(Object point labels)
......

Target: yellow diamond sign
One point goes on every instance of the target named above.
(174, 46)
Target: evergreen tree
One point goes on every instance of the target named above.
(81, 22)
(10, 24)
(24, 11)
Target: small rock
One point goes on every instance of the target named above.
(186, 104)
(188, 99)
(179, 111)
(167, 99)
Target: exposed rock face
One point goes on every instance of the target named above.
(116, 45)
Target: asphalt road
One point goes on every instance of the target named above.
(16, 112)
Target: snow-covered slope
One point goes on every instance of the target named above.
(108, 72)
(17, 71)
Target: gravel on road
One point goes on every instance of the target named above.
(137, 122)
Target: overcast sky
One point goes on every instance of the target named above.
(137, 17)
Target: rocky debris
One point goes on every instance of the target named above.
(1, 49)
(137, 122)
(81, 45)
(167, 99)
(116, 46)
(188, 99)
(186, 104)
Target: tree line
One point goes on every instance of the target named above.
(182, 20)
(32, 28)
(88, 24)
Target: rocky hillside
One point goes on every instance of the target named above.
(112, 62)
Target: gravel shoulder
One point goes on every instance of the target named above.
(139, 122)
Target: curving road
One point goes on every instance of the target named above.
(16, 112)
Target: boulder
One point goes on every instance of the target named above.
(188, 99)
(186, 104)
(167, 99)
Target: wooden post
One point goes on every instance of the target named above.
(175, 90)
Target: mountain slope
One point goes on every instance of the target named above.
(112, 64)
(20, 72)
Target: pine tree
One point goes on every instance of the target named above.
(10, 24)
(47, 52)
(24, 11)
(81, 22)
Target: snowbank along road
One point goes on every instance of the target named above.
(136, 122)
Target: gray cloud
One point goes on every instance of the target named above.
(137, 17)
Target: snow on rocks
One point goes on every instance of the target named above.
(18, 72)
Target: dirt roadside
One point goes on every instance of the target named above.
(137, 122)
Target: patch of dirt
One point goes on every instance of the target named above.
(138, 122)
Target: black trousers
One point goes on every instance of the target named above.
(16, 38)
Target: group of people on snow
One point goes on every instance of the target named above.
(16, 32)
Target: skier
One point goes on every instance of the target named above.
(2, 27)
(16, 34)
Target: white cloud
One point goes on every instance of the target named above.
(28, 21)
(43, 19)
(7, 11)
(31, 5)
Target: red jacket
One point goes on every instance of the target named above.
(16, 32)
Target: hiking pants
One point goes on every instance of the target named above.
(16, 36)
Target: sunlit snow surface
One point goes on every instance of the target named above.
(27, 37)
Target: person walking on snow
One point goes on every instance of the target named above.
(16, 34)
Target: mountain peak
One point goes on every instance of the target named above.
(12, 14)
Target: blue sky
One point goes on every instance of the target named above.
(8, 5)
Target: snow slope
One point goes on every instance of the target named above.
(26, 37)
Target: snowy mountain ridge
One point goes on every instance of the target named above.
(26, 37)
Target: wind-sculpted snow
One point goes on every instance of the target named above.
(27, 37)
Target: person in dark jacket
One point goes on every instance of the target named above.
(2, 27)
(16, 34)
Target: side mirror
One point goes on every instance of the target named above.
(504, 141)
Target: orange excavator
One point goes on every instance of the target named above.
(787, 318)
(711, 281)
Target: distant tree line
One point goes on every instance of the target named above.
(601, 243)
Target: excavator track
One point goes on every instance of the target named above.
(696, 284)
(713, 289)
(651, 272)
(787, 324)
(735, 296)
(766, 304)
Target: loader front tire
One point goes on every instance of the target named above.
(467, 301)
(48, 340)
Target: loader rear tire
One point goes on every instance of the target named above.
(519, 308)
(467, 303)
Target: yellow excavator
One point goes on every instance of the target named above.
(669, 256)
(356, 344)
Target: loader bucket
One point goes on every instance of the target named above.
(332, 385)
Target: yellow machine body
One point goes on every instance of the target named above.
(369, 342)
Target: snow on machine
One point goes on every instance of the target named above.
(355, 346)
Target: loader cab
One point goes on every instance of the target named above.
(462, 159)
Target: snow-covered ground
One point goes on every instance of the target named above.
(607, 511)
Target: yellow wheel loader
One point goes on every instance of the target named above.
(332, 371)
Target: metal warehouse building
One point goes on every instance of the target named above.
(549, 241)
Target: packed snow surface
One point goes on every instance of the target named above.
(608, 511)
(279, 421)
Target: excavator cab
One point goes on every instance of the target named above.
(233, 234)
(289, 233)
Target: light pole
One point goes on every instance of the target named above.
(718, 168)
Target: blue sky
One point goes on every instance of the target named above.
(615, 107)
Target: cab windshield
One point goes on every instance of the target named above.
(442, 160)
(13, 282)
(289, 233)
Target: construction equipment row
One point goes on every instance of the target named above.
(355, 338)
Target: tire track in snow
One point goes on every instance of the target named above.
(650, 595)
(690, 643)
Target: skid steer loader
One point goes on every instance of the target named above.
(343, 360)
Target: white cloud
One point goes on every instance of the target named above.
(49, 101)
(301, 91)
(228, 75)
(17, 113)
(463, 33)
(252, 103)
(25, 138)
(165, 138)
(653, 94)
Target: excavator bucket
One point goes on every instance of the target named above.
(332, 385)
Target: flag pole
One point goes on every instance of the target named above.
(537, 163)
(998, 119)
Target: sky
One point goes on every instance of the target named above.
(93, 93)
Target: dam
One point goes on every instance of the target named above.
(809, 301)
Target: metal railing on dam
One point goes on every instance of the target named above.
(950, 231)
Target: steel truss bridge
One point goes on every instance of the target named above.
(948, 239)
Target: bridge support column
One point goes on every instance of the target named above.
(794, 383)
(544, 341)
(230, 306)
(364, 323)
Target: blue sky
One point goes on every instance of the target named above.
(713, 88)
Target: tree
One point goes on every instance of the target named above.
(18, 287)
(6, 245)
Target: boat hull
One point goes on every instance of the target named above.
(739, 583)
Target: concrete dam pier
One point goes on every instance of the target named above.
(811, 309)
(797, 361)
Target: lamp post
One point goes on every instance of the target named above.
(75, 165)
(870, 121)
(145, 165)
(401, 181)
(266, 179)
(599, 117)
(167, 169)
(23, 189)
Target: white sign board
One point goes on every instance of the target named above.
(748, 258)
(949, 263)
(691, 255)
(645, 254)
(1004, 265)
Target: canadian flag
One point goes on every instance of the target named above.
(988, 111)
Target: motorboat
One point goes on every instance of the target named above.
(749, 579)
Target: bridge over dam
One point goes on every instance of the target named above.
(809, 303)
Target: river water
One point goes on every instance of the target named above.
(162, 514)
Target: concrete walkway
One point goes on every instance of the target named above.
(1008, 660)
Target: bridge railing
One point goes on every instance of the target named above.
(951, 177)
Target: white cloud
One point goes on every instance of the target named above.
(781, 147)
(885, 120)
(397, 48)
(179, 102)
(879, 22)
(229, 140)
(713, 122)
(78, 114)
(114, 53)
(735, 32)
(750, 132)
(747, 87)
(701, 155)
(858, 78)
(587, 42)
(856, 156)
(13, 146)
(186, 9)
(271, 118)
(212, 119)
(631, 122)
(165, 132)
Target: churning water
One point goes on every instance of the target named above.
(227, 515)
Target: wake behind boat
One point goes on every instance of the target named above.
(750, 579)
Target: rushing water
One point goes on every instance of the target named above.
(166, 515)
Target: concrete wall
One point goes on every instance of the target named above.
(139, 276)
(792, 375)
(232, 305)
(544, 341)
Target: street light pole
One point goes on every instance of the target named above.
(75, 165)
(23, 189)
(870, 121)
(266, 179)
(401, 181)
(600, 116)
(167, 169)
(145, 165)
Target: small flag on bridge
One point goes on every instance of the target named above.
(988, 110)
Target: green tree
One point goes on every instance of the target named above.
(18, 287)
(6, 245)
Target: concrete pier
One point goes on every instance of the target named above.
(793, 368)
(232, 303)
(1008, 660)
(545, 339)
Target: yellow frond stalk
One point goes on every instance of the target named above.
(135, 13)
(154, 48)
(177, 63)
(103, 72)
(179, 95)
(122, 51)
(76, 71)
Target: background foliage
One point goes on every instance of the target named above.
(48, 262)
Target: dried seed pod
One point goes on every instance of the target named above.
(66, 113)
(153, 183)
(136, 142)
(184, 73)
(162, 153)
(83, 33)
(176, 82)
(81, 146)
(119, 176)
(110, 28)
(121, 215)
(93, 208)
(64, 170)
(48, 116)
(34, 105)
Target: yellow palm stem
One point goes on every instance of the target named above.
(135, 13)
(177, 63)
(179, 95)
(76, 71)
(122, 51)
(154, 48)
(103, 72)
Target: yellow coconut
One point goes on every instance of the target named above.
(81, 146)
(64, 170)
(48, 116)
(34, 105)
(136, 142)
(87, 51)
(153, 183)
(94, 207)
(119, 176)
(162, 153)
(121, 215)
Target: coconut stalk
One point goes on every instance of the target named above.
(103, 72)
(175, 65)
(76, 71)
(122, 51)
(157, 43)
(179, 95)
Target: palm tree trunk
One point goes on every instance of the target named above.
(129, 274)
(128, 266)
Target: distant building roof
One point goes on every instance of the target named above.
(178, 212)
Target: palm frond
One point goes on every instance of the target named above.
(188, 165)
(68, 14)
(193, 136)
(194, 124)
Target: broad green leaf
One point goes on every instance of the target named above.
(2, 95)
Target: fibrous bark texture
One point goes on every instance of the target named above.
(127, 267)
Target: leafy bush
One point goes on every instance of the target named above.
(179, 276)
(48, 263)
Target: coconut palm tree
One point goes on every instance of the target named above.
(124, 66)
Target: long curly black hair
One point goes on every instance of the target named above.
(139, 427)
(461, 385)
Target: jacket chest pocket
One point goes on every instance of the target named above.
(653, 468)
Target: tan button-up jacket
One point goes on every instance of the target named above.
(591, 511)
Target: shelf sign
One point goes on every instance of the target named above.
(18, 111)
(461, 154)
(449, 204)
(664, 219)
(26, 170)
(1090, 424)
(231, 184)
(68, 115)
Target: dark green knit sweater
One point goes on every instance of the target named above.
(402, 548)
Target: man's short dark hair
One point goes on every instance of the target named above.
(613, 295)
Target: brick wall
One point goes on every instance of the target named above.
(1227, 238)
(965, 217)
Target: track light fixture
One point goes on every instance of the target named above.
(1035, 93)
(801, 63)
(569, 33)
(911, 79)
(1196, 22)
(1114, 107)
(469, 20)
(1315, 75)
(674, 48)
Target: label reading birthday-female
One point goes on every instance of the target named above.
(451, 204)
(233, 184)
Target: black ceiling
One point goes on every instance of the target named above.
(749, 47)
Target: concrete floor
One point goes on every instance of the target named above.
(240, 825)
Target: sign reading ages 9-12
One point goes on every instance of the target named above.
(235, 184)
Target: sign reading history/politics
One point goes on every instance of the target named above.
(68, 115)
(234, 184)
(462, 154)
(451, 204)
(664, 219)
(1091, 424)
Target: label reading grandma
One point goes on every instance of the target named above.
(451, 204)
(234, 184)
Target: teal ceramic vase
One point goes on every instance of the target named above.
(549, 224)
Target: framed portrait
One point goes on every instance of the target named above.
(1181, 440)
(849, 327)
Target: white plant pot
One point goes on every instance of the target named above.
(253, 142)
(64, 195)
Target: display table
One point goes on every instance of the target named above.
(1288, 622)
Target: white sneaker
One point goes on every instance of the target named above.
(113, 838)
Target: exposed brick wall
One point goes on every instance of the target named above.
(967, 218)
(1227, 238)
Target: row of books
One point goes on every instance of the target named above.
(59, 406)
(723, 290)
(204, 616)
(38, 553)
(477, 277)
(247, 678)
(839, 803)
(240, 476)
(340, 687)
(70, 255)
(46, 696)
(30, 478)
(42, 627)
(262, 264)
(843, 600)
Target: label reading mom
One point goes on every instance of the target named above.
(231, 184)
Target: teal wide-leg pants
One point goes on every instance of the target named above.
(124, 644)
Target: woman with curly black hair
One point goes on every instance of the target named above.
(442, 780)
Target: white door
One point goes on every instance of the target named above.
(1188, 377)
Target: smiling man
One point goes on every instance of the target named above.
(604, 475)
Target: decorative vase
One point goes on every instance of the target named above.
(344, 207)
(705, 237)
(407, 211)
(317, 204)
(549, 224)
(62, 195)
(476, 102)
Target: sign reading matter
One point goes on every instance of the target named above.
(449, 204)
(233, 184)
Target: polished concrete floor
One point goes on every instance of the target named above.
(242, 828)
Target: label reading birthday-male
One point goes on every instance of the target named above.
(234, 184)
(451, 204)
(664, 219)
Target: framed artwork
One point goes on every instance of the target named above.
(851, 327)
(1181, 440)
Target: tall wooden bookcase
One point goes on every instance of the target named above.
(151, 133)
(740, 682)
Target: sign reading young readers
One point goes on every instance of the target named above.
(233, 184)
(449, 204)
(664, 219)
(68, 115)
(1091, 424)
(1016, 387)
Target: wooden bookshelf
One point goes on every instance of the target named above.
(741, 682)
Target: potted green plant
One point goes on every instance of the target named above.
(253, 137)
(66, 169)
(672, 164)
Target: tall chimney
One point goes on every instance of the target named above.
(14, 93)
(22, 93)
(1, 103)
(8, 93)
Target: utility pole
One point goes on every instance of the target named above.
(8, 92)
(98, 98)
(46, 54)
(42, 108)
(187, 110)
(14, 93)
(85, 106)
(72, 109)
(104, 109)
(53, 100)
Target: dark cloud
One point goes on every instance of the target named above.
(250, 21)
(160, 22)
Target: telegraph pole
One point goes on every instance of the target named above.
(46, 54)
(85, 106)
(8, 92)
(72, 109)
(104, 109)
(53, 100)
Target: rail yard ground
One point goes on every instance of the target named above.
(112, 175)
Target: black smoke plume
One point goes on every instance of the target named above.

......

Update the records above from the line with "Target: tall chimney" through the end of the records: change "dark cloud" to "storm cloud" and leave everything else as it is.

OUTPUT OF THE TASK:
Target: tall chimney
One point goes on every instance of the target named above.
(14, 93)
(22, 93)
(1, 103)
(8, 93)
Target: utility pole
One point goes on every instance of the target named above.
(8, 92)
(98, 98)
(46, 54)
(42, 108)
(187, 110)
(14, 93)
(85, 106)
(72, 109)
(104, 109)
(53, 100)
Target: storm cloud
One point goes on every instance of the target named above.
(250, 21)
(160, 22)
Target: telegraph pole
One point goes on every instance of the target named above.
(46, 54)
(85, 106)
(8, 92)
(72, 109)
(104, 109)
(53, 100)
Target: rail yard ground
One point goes on every instance of the target named above.
(112, 175)
Target: black smoke plume
One point goes on every instance of the target named above.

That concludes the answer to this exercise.